• [SOURCE DOCUMENT]:
————
# Stereo/speaker Upgrade



## Fritz (Jun 29, 2011)

Thought I would replace the extremely cheesey under cabinet mount stereo and speakers in my 2004 21RS with something nicer. Much to my dismay, when I disconnected everything, I noticed they ran the speaker cabling in series instead of individual home runs. Has anyone had any success in fishing new wiring through the ceiling space? Would love to hear from anyone that has upgraded their systems.


----------



## K. Smith (May 25, 2009)

Fritz said:


> Thought I would replace the extremely cheesey under cabinet mount stereo and speakers in my 2004 21RS with something nicer. Much to my dismay, when I disconnected everything, I noticed they ran the speaker cabling in series instead of individual home runs. Has anyone had any success in fishing new wiring through the ceiling space? Would love to hear from anyone that has upgraded their systems.
————
• [RAW DATA]:
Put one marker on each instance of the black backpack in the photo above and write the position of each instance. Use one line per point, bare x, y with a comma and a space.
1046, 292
————
• [WHAT YOU NEED TO DO]:
From the stereo and speaker upgrade thread, extract word for word the passage that begins with "## Fritz (Jun" and ends with "(May 25, 2009)".

• [SOLUTION TO THE PROBLEM]:
## Fritz (Jun 29, 2011)

Thought I would replace the extremely cheesey under cabinet mount stereo and speakers in my 2004 21RS with something nicer. Much to my dismay, when I disconnected everything, I noticed they ran the speaker cabling in series instead of individual home runs. Has anyone had any success in fishing new wiring through the ceiling space? Would love to hear from anyone that has upgraded their systems.


----------



## K. Smith (May 25, 2009)